Requirements - Beginning at the line that contains "Identify the tree and" and ending at the last line of the entries, write out each line exactly; include nothing outside that span.
-- Listed records start --
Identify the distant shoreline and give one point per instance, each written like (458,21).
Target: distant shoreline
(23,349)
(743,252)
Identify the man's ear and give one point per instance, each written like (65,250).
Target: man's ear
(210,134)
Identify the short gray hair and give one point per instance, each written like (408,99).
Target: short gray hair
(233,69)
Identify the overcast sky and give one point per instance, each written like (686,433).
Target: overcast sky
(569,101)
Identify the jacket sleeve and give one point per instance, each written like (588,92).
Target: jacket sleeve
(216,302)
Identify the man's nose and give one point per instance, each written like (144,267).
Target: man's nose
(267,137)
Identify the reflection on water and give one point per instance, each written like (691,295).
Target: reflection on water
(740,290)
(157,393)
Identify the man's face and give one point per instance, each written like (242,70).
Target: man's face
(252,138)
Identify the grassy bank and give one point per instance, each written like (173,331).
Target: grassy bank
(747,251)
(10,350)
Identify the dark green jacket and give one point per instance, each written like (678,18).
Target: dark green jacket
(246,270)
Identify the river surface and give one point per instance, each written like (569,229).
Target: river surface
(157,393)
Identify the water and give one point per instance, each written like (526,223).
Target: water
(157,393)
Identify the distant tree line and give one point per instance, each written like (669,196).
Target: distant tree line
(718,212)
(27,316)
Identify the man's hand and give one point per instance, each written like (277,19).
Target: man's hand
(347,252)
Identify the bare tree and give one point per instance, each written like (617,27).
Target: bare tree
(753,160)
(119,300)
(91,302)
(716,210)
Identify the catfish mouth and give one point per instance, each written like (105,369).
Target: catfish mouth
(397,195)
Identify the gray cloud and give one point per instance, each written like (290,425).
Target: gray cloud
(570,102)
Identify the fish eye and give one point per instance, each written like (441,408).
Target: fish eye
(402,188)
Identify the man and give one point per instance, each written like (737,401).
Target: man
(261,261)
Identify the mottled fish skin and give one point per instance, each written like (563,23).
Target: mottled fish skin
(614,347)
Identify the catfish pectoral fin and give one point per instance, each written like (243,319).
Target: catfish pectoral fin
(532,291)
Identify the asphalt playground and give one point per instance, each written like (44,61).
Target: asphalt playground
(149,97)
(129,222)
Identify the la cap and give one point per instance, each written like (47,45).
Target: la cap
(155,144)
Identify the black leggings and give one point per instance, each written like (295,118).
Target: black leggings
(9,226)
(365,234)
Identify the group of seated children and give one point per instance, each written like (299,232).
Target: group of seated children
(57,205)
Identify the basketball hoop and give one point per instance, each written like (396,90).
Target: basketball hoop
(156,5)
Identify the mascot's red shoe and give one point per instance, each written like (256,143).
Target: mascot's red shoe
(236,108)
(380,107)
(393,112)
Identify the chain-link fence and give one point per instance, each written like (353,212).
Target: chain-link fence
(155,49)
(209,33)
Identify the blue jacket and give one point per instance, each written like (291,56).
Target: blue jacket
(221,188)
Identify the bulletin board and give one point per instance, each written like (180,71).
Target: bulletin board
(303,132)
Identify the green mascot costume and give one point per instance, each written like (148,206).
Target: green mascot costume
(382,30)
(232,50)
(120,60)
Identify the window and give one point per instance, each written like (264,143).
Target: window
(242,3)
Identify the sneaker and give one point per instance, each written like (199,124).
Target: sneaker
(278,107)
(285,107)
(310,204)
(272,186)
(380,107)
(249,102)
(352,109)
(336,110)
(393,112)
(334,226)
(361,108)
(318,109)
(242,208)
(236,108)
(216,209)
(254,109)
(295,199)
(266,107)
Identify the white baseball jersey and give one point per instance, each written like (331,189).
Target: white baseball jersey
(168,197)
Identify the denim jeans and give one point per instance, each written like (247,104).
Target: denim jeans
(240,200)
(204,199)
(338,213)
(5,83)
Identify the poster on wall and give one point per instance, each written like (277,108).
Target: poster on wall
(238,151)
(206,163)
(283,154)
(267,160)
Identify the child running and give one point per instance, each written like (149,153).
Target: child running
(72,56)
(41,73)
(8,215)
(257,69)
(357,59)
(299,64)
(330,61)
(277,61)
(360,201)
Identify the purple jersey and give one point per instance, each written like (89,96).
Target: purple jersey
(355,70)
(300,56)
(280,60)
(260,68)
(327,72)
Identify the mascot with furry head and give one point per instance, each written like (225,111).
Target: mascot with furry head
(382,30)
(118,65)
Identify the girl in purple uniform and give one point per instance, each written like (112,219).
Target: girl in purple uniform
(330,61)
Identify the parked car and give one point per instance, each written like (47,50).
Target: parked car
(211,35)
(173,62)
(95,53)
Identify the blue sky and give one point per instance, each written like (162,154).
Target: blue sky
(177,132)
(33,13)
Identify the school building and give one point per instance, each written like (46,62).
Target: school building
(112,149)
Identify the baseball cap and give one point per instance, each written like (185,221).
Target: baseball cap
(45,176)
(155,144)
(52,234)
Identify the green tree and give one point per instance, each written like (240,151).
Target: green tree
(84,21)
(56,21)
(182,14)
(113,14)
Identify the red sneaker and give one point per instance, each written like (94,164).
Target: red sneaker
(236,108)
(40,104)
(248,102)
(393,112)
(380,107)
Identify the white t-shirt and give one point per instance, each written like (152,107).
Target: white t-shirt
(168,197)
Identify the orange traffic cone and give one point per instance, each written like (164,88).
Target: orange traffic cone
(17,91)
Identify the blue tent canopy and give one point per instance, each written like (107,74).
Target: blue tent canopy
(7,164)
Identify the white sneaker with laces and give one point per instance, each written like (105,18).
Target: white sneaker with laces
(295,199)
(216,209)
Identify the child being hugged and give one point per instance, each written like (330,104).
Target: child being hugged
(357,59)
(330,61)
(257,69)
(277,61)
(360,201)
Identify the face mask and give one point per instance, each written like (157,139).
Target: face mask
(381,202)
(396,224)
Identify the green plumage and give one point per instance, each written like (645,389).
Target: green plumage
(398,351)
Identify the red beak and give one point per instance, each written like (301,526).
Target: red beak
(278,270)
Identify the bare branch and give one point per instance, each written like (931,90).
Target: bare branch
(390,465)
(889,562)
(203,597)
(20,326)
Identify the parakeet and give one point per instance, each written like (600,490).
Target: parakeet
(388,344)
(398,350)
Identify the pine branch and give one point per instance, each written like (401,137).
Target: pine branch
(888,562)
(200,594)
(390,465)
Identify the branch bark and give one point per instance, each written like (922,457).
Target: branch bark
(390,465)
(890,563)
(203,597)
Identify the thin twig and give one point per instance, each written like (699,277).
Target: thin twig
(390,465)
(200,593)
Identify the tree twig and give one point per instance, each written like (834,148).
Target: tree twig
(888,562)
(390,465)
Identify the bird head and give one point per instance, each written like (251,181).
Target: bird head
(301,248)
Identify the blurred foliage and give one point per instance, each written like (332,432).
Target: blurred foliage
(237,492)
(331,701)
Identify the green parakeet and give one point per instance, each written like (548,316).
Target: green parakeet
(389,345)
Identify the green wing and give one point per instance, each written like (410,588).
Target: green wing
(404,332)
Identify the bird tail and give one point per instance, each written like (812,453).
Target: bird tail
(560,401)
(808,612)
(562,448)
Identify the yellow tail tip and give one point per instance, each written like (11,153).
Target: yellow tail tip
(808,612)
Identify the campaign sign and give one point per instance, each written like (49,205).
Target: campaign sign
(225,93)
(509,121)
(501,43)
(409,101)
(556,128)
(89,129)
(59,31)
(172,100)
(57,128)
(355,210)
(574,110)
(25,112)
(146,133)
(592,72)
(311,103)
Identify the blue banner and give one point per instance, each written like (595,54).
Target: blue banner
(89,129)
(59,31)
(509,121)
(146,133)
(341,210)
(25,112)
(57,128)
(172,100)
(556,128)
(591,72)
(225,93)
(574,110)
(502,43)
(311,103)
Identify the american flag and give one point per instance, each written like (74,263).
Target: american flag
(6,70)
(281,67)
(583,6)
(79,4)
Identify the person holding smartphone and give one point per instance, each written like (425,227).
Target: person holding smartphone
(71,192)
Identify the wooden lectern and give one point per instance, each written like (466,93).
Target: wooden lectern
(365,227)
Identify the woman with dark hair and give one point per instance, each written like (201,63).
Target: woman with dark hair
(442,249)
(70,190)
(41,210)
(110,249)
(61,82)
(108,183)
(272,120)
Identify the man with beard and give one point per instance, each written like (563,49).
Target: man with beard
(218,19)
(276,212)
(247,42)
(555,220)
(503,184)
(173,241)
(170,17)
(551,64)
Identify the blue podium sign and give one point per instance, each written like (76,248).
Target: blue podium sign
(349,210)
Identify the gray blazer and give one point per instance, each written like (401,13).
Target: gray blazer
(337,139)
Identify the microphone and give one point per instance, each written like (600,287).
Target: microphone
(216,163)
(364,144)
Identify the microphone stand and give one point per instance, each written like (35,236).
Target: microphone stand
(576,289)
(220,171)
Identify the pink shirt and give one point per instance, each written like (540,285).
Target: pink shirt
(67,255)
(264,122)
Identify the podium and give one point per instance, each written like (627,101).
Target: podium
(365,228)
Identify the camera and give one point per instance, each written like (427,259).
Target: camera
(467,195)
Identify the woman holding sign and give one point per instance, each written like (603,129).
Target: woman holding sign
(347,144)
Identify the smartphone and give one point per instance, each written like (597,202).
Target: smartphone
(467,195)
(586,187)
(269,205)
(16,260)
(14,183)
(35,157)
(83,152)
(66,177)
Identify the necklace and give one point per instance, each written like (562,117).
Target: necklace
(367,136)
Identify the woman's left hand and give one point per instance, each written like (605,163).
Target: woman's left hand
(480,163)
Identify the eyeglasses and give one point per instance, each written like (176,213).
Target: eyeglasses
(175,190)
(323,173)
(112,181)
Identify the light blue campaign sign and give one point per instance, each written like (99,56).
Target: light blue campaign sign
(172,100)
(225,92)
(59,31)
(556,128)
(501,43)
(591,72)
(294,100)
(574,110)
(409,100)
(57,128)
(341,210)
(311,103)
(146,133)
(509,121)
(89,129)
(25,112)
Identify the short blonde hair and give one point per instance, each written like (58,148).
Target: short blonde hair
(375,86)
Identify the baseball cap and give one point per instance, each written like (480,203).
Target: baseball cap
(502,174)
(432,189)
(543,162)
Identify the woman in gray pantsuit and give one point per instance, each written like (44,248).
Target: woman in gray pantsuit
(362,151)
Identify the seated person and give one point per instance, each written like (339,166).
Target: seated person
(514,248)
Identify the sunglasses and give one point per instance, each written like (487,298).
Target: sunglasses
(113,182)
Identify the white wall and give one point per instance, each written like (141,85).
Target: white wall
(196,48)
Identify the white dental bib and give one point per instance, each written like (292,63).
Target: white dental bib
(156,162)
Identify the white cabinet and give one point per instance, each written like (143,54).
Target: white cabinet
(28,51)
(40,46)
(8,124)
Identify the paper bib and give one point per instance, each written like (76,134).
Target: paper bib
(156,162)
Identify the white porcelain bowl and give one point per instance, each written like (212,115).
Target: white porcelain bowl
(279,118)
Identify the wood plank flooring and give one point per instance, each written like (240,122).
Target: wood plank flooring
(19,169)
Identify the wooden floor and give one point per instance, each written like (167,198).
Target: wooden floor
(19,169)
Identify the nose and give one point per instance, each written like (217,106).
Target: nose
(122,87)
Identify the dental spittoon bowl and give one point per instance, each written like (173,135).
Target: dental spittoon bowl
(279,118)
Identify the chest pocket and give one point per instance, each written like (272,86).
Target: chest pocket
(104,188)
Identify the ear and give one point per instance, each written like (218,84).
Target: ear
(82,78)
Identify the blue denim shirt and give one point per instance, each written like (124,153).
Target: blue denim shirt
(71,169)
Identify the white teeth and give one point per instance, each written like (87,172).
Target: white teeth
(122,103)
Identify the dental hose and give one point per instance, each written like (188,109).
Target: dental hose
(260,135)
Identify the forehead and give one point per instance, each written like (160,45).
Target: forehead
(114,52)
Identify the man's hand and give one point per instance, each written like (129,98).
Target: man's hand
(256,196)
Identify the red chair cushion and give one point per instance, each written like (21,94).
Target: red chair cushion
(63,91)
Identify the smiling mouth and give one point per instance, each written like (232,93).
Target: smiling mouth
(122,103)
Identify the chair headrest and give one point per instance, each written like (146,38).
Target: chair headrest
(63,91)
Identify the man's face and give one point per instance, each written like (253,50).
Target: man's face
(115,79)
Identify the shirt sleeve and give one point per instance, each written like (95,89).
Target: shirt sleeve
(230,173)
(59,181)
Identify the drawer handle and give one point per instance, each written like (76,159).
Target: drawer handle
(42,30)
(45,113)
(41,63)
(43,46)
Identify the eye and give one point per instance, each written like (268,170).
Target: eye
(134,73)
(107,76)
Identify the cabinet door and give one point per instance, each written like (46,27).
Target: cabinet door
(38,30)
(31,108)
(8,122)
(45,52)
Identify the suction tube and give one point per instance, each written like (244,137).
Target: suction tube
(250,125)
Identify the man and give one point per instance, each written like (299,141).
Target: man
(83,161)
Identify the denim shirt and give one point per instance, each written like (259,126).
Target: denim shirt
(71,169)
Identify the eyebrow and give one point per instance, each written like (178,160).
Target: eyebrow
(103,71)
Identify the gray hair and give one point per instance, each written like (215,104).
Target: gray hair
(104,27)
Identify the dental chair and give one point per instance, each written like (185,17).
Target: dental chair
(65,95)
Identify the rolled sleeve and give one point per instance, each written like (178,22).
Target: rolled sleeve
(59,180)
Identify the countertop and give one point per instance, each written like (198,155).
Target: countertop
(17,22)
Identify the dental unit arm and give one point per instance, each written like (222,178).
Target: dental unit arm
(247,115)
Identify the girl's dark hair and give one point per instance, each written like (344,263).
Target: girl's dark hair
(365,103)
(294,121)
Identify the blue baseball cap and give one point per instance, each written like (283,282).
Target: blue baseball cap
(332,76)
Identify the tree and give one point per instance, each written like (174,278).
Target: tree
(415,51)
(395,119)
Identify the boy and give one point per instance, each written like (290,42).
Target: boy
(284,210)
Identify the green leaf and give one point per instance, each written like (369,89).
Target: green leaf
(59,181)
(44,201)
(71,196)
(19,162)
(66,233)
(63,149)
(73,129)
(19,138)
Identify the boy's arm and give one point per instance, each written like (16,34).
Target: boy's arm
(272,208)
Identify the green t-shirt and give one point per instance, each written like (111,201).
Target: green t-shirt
-- Listed records end --
Response to this task -
Identify the tree and give one point per instance, each written like (174,278).
Target: tree
(415,51)
(395,119)
Identify the boy and give one point per instance, each written like (290,42).
Target: boy
(284,210)
Identify the green leaf and give one point per instance, each written like (369,89).
Target: green leaf
(59,181)
(44,201)
(71,196)
(19,162)
(66,233)
(63,149)
(73,129)
(19,138)
Identify the boy's arm and give one point per instance, each written like (16,34).
Target: boy's arm
(272,208)
Identify the green t-shirt and give one point per instance, each written like (111,201).
Target: green t-shirt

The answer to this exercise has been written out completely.